# Mixing Xanax and Cocaine



## brodie

Is it safe? I took 2 MG of xanax, and its kickin in pretty well, am I straight to snort a little blow?


----------



## Astavats

I hear about people doing benzos (like Xanax) after cocaine to help them on the comedown, so I imagine it's safe, but I can't guarantee it.


----------



## brodie

Thanks, another quickie:

If im coming down off cocaine, and I eat like 20 MG of vicoden, would that be a speedball even though the cocaine effects wore off?


----------



## Astavats

^I wouldn't consider it a speedball myself, but who am I to judge. Careful with mixing the two downers, with the cocaine. 

Anything else you plan on throwing in this cocktail? =)


----------



## brodie

Ive got a half gram of some blueberry, maybe ill just smoke that and call it a night


----------



## Sandbag

OP, you've got you're downers backwards bro! 
Eat the opiods before/with the cocaine and save the alprazolam for the comedown.  Either way, you're having more fun than I am...huzzah sobriety, life, and boredom... =P


----------



## CTdopeLove

brodie said:
			
		

> If im coming down off cocaine, and I eat like 20 MG of vicoden, would that be a speedball even though the cocaine effects wore off?



A real speedball is heroin + cocaine IVed in the same shot.  I think any powerful opiate combined with cocaine IVed in the same shot could be deemed a speedball, but when it's not IVed, IMHO the term speedball goes out the window, and anyone using it in this context should be strung up by their eyelids and beaten with a wiffle ball bat (the same goes for anyone using the term SWIM).

~CTdopeLove


----------



## sciencedj

I take xanax AFTER I snort the last line of coke. It's an effective way to get to stop the jaw clenching and to get some sleep when the yay is gone. I've also tried taking valium after coke...no problems...just relaxing sleep.

I have had only safe experiences using xanax with cocaine. Your experiences may differ


----------



## Sprinklervibes

Had a really fun 2006-2007 night on alcohol, xanax, weed, and later cocaine to keep me a bit energetic because I was getting very tired. Nice combo. 
I also like the speed+ benzo combo(+ alcohol and weed is even better), totally kills all anxiety and makes for a much more enjoyable, floaty, E-like high.


----------



## InHerOwnWrite

it all sounds safe to me... and good... 
i'm jealous.
agree with sandbag though- i think the better progression would be to take vicodin, do coke, then eat xanax.
but whatever, i'm sure it's a great time.


----------



## mukant666

InHerOwnWrite said:
			
		

> it all sounds safe to me... and good...
> i'm jealous.
> agree with sandbag though- i think the better progression would be to take vicodin, do coke, then eat xanax.
> but whatever, i'm sure it's a great time.



I agree, mostly because i do it all the time.
pop a vicodin then when it kicks in do the coke.
when u start coming down off the coke eat the xanax.
so u wont be so irritable when coke wares off, relax and be able to fall asleep later


----------



## twoci

I had a relative die.  The coroner's report stated that he tested positive for alcohol, cocaine, hydrocodone, and a unspecified OTC cough med.  Be careful.


----------



## Meena

I do it every day, BUT! does doesn't mean that your body will handle it like mine.. I do coke and take like 6 xanax a day...

(Record excerpts)

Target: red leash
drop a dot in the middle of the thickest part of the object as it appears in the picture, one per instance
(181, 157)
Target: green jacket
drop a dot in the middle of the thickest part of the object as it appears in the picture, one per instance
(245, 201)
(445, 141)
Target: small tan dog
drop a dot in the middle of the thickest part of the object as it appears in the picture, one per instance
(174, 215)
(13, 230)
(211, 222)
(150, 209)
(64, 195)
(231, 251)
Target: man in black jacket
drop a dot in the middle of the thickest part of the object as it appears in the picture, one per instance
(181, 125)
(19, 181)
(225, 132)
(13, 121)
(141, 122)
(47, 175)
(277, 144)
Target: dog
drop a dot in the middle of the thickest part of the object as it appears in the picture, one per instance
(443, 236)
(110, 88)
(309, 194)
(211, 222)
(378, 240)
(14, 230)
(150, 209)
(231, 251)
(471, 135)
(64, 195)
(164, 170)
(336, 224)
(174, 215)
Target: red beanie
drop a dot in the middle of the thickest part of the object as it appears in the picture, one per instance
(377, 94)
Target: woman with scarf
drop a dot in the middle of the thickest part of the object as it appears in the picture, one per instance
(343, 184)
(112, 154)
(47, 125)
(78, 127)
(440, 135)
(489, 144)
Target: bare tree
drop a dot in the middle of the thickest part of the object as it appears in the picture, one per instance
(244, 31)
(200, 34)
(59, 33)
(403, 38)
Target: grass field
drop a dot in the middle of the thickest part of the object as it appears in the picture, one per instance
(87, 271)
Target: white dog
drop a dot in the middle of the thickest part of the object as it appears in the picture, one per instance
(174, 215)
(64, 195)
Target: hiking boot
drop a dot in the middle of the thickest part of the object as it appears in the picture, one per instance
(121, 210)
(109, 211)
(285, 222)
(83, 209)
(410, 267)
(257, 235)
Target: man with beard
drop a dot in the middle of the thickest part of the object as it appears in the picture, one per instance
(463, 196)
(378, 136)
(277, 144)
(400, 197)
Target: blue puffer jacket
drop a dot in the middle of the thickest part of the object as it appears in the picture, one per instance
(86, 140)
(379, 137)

(Apply what you read)
1) In the thread on mixing Xanax and cocaine, rewrite the passage starting at "Is it safe?" and ending at "can't guarantee it.", swapping "cocaine" for "coke".
2) Carry on the thread about mixing Xanax and cocaine from its last post.
Nothing in the records matters here.

(Task-by-task outputs)
1)
Is it safe? I took 2 MG of xanax, and its kickin in pretty well, am I straight to snort a little blow?


----------



## Astavats

I hear about people doing benzos (like Xanax) after coke to help them on the comedown, so I imagine it's safe, but I can't guarantee it.

2)
----------



## Aerosol Irie

Meena said:
			
		

> I do it every day, BUT! does doesn't mean that your body will handle it like mine.. I do coke and take like 6 xanax a day...



Wow thats a very bad habit ;x


----------



## enoughorangejuice?

yea you should have taken the hydrocodone before the coke, then bumped some lines, then smoked the blueberry then later on take the alprazolam.  at least SWIM thinks so.


----------



## MDPVagrant

InHerOwnWrite said:
			
		

> agree with sandbag though- i think the better progression would be to take vicodin, do coke, then eat xanax.


I disagree... I'd take the X with the coke (to take the edge off and give the high a mellower flavor), then take the vicodin afterward.  IMO opiates help with the coke comedown *much* more effectively than benzos.


----------



## TheDankaholic

I use Xanax, Clonazepam, Or Temazepam to come down off of coke no problem. But i take benzo's daily because there prescribed to me so maybe it's a little safer for me because my body is used to it.


----------



## romaniaK

i take xanax after doing coke so I can relax. I like the combination. A friend just told me u can die from coke and xanax together but I never heard of anything like that (if done in moderation of course and not OD on coke or something)


----------



## rickymissiles

Hey everyone, first time poster. I drink and do coke occasionally now, i used to be pretty addicted where everytime i drank i wanted to do it. 

I fall asleep fine when im drunk and high on coke, but i have bad anxiety. I am prescribed .5 mg xanax. 

is it safe to take the Xanax the day after a night of drinking and coke?


----------



## silentscience

i'd say xanax is nothing to worry about, even mixing it WITH coke,. it doesnt supress your breathing and heartrate to the extent opiates do, and I think it's much safer. When I was ODing on meth in the hospital they gave me IV valium, so that says something right there.


----------



## rickymissiles

yeah i just got worried about the alcohol and coke combination, if that mix can stay in your system throug the next day... if then taking a xaanax can make you od stop breathing etc


----------



## rickymissiles

does anyone have experience with drinking and doing cocain, and then taking xanax the next day to help with the hangover etc? I have done it a few times and seems to be ok but is this a potential fatal mixture?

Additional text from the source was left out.